## What the exercise asks
Each entry below must be repeated word for word.

## Records supplied
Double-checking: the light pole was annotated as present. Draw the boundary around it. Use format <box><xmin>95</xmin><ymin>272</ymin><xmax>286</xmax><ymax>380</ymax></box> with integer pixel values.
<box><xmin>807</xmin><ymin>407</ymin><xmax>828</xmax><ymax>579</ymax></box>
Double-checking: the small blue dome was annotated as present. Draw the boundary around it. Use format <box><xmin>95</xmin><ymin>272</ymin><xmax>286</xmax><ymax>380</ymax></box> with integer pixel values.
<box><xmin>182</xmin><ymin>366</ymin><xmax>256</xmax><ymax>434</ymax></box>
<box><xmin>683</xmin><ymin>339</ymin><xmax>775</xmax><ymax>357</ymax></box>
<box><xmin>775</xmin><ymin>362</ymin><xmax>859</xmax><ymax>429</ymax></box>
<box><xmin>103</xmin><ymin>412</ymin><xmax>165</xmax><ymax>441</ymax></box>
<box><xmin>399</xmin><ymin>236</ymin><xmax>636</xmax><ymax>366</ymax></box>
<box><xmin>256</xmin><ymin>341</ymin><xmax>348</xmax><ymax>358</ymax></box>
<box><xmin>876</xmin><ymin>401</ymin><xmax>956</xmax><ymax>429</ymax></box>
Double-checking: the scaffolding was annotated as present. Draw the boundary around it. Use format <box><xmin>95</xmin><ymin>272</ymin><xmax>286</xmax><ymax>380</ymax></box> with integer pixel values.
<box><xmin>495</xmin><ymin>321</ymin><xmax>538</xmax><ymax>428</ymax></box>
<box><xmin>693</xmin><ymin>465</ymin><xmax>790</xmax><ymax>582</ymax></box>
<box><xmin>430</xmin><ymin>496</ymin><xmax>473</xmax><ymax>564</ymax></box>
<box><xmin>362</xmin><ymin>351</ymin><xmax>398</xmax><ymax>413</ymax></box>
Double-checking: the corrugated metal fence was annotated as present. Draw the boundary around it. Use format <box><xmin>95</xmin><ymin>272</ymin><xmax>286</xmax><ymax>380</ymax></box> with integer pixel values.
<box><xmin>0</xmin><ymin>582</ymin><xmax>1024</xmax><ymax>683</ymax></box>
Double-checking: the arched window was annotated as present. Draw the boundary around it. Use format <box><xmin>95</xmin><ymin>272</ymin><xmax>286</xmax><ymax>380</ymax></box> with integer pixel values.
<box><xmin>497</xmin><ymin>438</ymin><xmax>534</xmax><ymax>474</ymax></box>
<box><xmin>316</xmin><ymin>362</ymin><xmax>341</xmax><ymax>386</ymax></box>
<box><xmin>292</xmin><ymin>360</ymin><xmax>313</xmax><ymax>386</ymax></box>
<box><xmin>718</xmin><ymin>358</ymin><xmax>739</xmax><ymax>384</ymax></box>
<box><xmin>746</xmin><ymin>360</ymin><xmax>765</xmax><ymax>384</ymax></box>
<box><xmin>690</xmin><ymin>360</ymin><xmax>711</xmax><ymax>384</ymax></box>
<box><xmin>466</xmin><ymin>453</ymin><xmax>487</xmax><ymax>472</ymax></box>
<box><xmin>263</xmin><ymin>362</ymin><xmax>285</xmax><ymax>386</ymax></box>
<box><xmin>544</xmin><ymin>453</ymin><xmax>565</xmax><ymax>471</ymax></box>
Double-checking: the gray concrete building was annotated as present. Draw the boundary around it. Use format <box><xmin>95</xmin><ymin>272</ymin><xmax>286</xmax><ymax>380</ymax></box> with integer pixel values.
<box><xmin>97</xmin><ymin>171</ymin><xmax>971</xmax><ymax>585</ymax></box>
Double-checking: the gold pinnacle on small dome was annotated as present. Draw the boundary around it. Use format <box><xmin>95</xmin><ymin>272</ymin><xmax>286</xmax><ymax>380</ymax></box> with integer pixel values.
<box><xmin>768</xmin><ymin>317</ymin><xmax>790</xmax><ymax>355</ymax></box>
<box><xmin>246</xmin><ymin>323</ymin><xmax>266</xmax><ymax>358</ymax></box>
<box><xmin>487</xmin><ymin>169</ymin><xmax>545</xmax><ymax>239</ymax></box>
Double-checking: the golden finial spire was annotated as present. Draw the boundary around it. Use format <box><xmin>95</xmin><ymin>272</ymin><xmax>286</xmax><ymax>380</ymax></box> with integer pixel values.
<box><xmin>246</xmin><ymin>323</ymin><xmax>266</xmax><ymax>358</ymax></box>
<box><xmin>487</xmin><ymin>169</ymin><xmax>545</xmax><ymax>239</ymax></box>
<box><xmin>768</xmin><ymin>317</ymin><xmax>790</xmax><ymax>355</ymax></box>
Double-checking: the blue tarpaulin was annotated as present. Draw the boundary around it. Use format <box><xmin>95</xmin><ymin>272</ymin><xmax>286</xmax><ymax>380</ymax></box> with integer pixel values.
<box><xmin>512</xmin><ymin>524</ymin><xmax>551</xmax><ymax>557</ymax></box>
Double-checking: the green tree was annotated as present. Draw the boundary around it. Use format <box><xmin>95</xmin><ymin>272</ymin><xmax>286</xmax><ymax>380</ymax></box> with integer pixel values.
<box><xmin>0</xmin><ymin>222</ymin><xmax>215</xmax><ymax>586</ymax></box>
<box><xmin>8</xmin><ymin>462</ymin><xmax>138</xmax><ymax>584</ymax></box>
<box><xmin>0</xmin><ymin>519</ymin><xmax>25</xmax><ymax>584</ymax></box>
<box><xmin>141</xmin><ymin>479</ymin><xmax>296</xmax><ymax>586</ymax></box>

## Exercise answer
Double-checking: the light pole was annotated as present. Draw the boundary around it. Use format <box><xmin>95</xmin><ymin>272</ymin><xmax>286</xmax><ymax>380</ymax></box> with integer pixel values.
<box><xmin>807</xmin><ymin>407</ymin><xmax>828</xmax><ymax>579</ymax></box>
Double-checking: the small blue dome was annotated as present. Draw the boundary around it. Use format <box><xmin>95</xmin><ymin>272</ymin><xmax>286</xmax><ymax>380</ymax></box> with integer pixel values.
<box><xmin>182</xmin><ymin>366</ymin><xmax>256</xmax><ymax>434</ymax></box>
<box><xmin>683</xmin><ymin>339</ymin><xmax>775</xmax><ymax>357</ymax></box>
<box><xmin>775</xmin><ymin>362</ymin><xmax>859</xmax><ymax>429</ymax></box>
<box><xmin>103</xmin><ymin>412</ymin><xmax>165</xmax><ymax>441</ymax></box>
<box><xmin>399</xmin><ymin>236</ymin><xmax>636</xmax><ymax>366</ymax></box>
<box><xmin>256</xmin><ymin>341</ymin><xmax>348</xmax><ymax>358</ymax></box>
<box><xmin>876</xmin><ymin>401</ymin><xmax>956</xmax><ymax>429</ymax></box>
Double-checking: the scaffolding was annotated as present. Draw the boundary around it. Use format <box><xmin>95</xmin><ymin>272</ymin><xmax>286</xmax><ymax>380</ymax></box> with integer pixel values.
<box><xmin>495</xmin><ymin>321</ymin><xmax>538</xmax><ymax>428</ymax></box>
<box><xmin>693</xmin><ymin>465</ymin><xmax>790</xmax><ymax>582</ymax></box>
<box><xmin>430</xmin><ymin>496</ymin><xmax>473</xmax><ymax>564</ymax></box>
<box><xmin>362</xmin><ymin>351</ymin><xmax>398</xmax><ymax>413</ymax></box>
Double-checking: the corrugated metal fence was annotated as present. Draw the boundary around it. Use format <box><xmin>95</xmin><ymin>272</ymin><xmax>286</xmax><ymax>380</ymax></box> with integer pixel values.
<box><xmin>0</xmin><ymin>582</ymin><xmax>1024</xmax><ymax>683</ymax></box>
Double-checking: the arched window was annotated as present. Draw the boundary around it. Use format <box><xmin>95</xmin><ymin>272</ymin><xmax>286</xmax><ymax>380</ymax></box> with integer pixel values.
<box><xmin>497</xmin><ymin>438</ymin><xmax>534</xmax><ymax>474</ymax></box>
<box><xmin>316</xmin><ymin>362</ymin><xmax>341</xmax><ymax>386</ymax></box>
<box><xmin>292</xmin><ymin>360</ymin><xmax>313</xmax><ymax>386</ymax></box>
<box><xmin>718</xmin><ymin>358</ymin><xmax>739</xmax><ymax>384</ymax></box>
<box><xmin>746</xmin><ymin>360</ymin><xmax>765</xmax><ymax>384</ymax></box>
<box><xmin>690</xmin><ymin>360</ymin><xmax>711</xmax><ymax>384</ymax></box>
<box><xmin>466</xmin><ymin>453</ymin><xmax>487</xmax><ymax>472</ymax></box>
<box><xmin>263</xmin><ymin>362</ymin><xmax>285</xmax><ymax>386</ymax></box>
<box><xmin>544</xmin><ymin>453</ymin><xmax>565</xmax><ymax>471</ymax></box>
Double-checking: the gray concrete building was annotated as present. Draw the boundary around it. Use format <box><xmin>95</xmin><ymin>272</ymin><xmax>286</xmax><ymax>380</ymax></box> with integer pixel values.
<box><xmin>97</xmin><ymin>171</ymin><xmax>971</xmax><ymax>585</ymax></box>
Double-checking: the gold pinnacle on small dome was annotated as present. Draw the boundary around it. Use format <box><xmin>95</xmin><ymin>272</ymin><xmax>286</xmax><ymax>380</ymax></box> with integer pixel values.
<box><xmin>768</xmin><ymin>317</ymin><xmax>790</xmax><ymax>355</ymax></box>
<box><xmin>246</xmin><ymin>323</ymin><xmax>266</xmax><ymax>358</ymax></box>
<box><xmin>487</xmin><ymin>169</ymin><xmax>545</xmax><ymax>239</ymax></box>
Double-checking: the golden finial spire was annotated as present. Draw the boundary around it. Use format <box><xmin>95</xmin><ymin>272</ymin><xmax>286</xmax><ymax>380</ymax></box> with integer pixel values.
<box><xmin>246</xmin><ymin>323</ymin><xmax>266</xmax><ymax>358</ymax></box>
<box><xmin>487</xmin><ymin>169</ymin><xmax>545</xmax><ymax>239</ymax></box>
<box><xmin>768</xmin><ymin>317</ymin><xmax>790</xmax><ymax>355</ymax></box>
Double-checking: the blue tarpaulin was annotated as present. Draw the boundary around it. Use format <box><xmin>95</xmin><ymin>272</ymin><xmax>286</xmax><ymax>380</ymax></box> with integer pixel values.
<box><xmin>512</xmin><ymin>524</ymin><xmax>551</xmax><ymax>557</ymax></box>
Double-checking: the green tree was annotated as present. Draw the boundary around it. Use format <box><xmin>95</xmin><ymin>272</ymin><xmax>286</xmax><ymax>380</ymax></box> with integer pixel values.
<box><xmin>0</xmin><ymin>222</ymin><xmax>215</xmax><ymax>586</ymax></box>
<box><xmin>8</xmin><ymin>462</ymin><xmax>138</xmax><ymax>584</ymax></box>
<box><xmin>0</xmin><ymin>519</ymin><xmax>25</xmax><ymax>584</ymax></box>
<box><xmin>141</xmin><ymin>479</ymin><xmax>296</xmax><ymax>586</ymax></box>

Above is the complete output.